Exercise — Repeat every line of the data exactly, but not the pictures.

======== Data for analysis

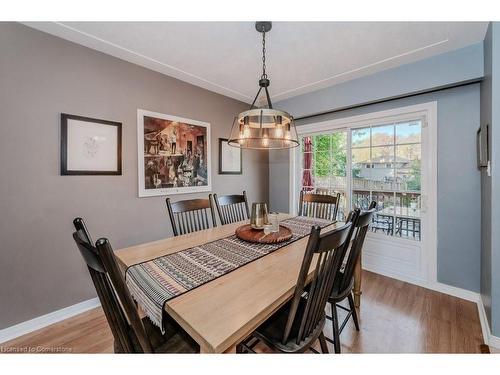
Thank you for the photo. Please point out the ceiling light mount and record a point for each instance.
(263, 128)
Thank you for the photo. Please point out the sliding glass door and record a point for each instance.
(386, 160)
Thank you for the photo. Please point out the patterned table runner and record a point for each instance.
(154, 282)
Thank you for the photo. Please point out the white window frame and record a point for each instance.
(428, 113)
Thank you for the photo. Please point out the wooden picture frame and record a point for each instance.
(90, 146)
(228, 158)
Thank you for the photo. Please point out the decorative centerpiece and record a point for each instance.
(259, 215)
(247, 233)
(263, 227)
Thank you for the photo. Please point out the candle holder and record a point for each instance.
(259, 215)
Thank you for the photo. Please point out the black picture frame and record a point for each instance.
(221, 171)
(64, 147)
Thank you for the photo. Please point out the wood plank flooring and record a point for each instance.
(395, 317)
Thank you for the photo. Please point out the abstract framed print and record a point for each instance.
(90, 146)
(173, 153)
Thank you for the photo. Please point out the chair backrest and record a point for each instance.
(191, 215)
(322, 191)
(322, 206)
(326, 265)
(232, 208)
(361, 224)
(116, 301)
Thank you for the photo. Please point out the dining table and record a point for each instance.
(223, 312)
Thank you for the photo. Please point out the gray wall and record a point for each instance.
(462, 65)
(459, 237)
(40, 77)
(490, 185)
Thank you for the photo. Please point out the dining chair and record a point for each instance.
(344, 281)
(191, 215)
(296, 326)
(321, 206)
(131, 333)
(232, 208)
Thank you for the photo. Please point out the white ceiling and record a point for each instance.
(225, 57)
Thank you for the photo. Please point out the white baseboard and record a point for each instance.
(489, 339)
(23, 328)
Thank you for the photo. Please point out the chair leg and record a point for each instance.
(353, 310)
(322, 343)
(335, 325)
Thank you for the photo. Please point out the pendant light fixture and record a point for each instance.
(263, 128)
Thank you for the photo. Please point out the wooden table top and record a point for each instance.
(222, 312)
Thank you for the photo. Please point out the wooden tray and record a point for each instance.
(247, 233)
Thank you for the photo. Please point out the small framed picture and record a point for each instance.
(90, 146)
(230, 161)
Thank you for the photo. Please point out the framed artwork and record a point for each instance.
(230, 161)
(482, 141)
(174, 154)
(90, 146)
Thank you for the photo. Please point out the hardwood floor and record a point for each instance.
(395, 317)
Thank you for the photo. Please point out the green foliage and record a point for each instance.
(414, 183)
(330, 155)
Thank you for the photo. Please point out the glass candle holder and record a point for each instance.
(274, 221)
(259, 215)
(268, 228)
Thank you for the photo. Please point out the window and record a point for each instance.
(324, 165)
(375, 162)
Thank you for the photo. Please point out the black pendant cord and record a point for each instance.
(264, 81)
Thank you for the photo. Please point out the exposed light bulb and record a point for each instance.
(246, 131)
(279, 131)
(265, 138)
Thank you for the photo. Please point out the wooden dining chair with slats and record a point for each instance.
(191, 215)
(131, 333)
(232, 208)
(344, 281)
(321, 206)
(296, 326)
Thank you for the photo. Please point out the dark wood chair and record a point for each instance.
(232, 208)
(344, 280)
(296, 326)
(131, 333)
(321, 206)
(191, 215)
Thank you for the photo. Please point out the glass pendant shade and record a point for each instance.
(263, 128)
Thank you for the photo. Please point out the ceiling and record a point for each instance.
(225, 57)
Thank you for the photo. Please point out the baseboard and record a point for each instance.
(489, 339)
(32, 325)
(23, 328)
(436, 286)
(456, 292)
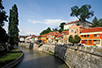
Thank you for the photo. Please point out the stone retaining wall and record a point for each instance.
(14, 63)
(73, 58)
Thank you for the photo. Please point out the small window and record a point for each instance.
(77, 30)
(94, 41)
(90, 42)
(98, 35)
(72, 30)
(87, 35)
(98, 41)
(95, 35)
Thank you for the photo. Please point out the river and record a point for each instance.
(38, 59)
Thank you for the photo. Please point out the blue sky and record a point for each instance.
(37, 15)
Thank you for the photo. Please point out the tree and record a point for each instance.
(75, 11)
(61, 26)
(3, 34)
(55, 29)
(82, 13)
(71, 39)
(77, 39)
(13, 30)
(95, 22)
(100, 22)
(46, 31)
(3, 16)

================

Your solution —
Thank you for the photo. Please point out the ceiling light mount and record a point for each instance.
(263, 128)
Thank you for the photo. Please point out the sliding glass door and record a point for each instance.
(386, 160)
Thank you for the photo. Please point out the patterned table runner and record a point for each instance.
(154, 282)
Thank you for the photo. Please point out the white window frame and record a point for each instance.
(428, 113)
Thank you for the photo. Please point out the wooden picture frame and record a point for each instance.
(90, 146)
(228, 158)
Thank you for the photo. Please point out the decorative centerpiece and record a point for each instance.
(259, 215)
(247, 233)
(263, 227)
Thank you for the photo. Please point out the candle holder and record a point for each instance.
(259, 215)
Thank you for the photo. Please point out the black picture frame and record a point for each instance.
(221, 171)
(64, 147)
Thank you for the photo. Please point out the wood plank flooring and record a point for each instance.
(395, 317)
Thank you for the photo. Please point out the abstract framed print and record a point for each instance.
(90, 146)
(173, 153)
Thank you for the photo. Please point out the chair backrest and record a point for each instance.
(191, 215)
(322, 191)
(322, 206)
(326, 265)
(232, 208)
(361, 224)
(116, 301)
Thank you for the photo. Please point out the dining table and record a point for each instance.
(223, 312)
Thank you for the photo. Please point out the gray wall and record a point for each instance.
(462, 65)
(459, 237)
(40, 77)
(490, 185)
Thank you for the photo. Please point out the dining chair and record a point for each instance.
(344, 281)
(191, 215)
(296, 326)
(321, 206)
(131, 333)
(232, 208)
Thank you for the photo. Please point out the white ceiling and record a point for each instance.
(225, 57)
Thank you for the photo. Please point out the white baseboard and record a point for each instance.
(489, 339)
(23, 328)
Thank you for the photo. Please point out the chair leg and record a point for each instance.
(353, 310)
(322, 343)
(335, 325)
Thank you for the photo. Please point out the pendant light fixture and record a point for each instance.
(263, 128)
Thank you for the photo. Please point out the wooden table top and record a point for each instance.
(222, 312)
Thank you for the photo. Please point out the wooden tray and record a point for each instance.
(247, 233)
Thank you for the photo. Please point out the small framed picture and record a point for each instance.
(90, 146)
(230, 161)
Thank you for the photo. Please point out the framed artwork and record a point for each instance.
(230, 161)
(482, 141)
(174, 154)
(90, 146)
Thank you for the photo. Please point out the hardwood floor and record a point for each instance.
(395, 317)
Thank you for the photo. Please point out the green foliage and record a point for each instance.
(414, 183)
(330, 155)
Thank you for the photo. Please point out the glass candle holder and record a point for each instance.
(274, 221)
(259, 215)
(268, 228)
Thank you for the photo. Please point out the window and record a point for each instance.
(324, 165)
(375, 162)
Thank you for the photo. Please point out the black pendant cord and record a point for each instance.
(264, 81)
Thank you for the photo. Please point out the exposed light bulb and record a point for each instance.
(246, 131)
(279, 131)
(265, 138)
Thank you for the photo. Please point out the wooden dining chair with slats and record a point for each instance.
(191, 215)
(131, 333)
(232, 208)
(344, 281)
(321, 206)
(296, 326)
Thank you for the photo. Please point out the dark wood chair and record a point for each instance.
(232, 208)
(344, 280)
(296, 326)
(131, 333)
(321, 206)
(191, 215)
Thank you for the photo. Please point out the glass pendant shade and record a point for each instance.
(263, 128)
Thank you for the photo. Please point out the ceiling and record a point for each instance.
(225, 57)
Thank you for the photo. Please point out the baseboard and record a point for each instance.
(489, 339)
(32, 325)
(23, 328)
(436, 286)
(456, 292)
Thank you for the photo. Please point out the stone retaining wall and record a point for each instance.
(14, 63)
(73, 58)
Thank you for the photo. Please point out the small window and record a point for each instance.
(77, 30)
(94, 41)
(90, 42)
(98, 35)
(72, 30)
(87, 35)
(98, 41)
(95, 35)
Thank you for the photo. Please point out the river and record a point for each instance.
(38, 59)
Thank you for the photo. Please point out the blue sky and record a point for each instance.
(37, 15)
Thank you for the photo. Please point out the tree and record a point for each instance.
(75, 11)
(61, 26)
(3, 34)
(55, 29)
(82, 13)
(71, 39)
(77, 39)
(13, 30)
(95, 22)
(100, 22)
(46, 31)
(3, 16)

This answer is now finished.